─── INFORMATION SHOWN ───

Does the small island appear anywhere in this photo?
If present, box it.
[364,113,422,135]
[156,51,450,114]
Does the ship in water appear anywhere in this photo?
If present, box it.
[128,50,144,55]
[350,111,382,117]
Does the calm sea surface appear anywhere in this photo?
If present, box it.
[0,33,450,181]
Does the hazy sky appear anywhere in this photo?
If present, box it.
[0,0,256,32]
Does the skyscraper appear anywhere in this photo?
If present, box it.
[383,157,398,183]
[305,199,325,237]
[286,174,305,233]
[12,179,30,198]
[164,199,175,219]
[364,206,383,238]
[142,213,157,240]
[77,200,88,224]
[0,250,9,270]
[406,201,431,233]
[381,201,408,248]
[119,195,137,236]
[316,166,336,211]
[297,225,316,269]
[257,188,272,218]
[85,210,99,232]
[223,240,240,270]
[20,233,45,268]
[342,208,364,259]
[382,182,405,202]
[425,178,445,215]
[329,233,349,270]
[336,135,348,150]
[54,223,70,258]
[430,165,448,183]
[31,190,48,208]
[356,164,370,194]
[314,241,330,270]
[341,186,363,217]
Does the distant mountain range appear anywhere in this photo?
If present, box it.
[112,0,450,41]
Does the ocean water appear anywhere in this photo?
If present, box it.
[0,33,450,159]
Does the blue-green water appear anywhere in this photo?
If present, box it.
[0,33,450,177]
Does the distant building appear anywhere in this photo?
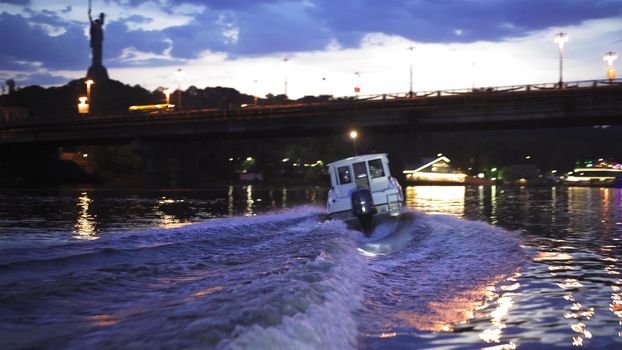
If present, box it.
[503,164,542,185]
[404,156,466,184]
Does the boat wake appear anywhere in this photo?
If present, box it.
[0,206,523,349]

───

PROBLEM TO WORK ON:
Leave out every picture, and copy exactly the lines from the line that contains "Does the distant mountain" through the end of the material.

RIGHT ANSWER:
Does the distant mountain range appear anywhere in this photo?
If present, box it.
[112,0,450,41]
Does the ocean water appear anywhere in this photo?
If present, box it.
[0,33,450,159]
Does the blue-green water appear anywhere in this photo?
If present, box it.
[0,33,450,177]
Does the distant building appear anywhere in this photo?
If present, box it.
[503,164,542,185]
[404,156,466,184]
Does the boat wake appear anywhere in this photo?
If present, box it.
[0,206,523,349]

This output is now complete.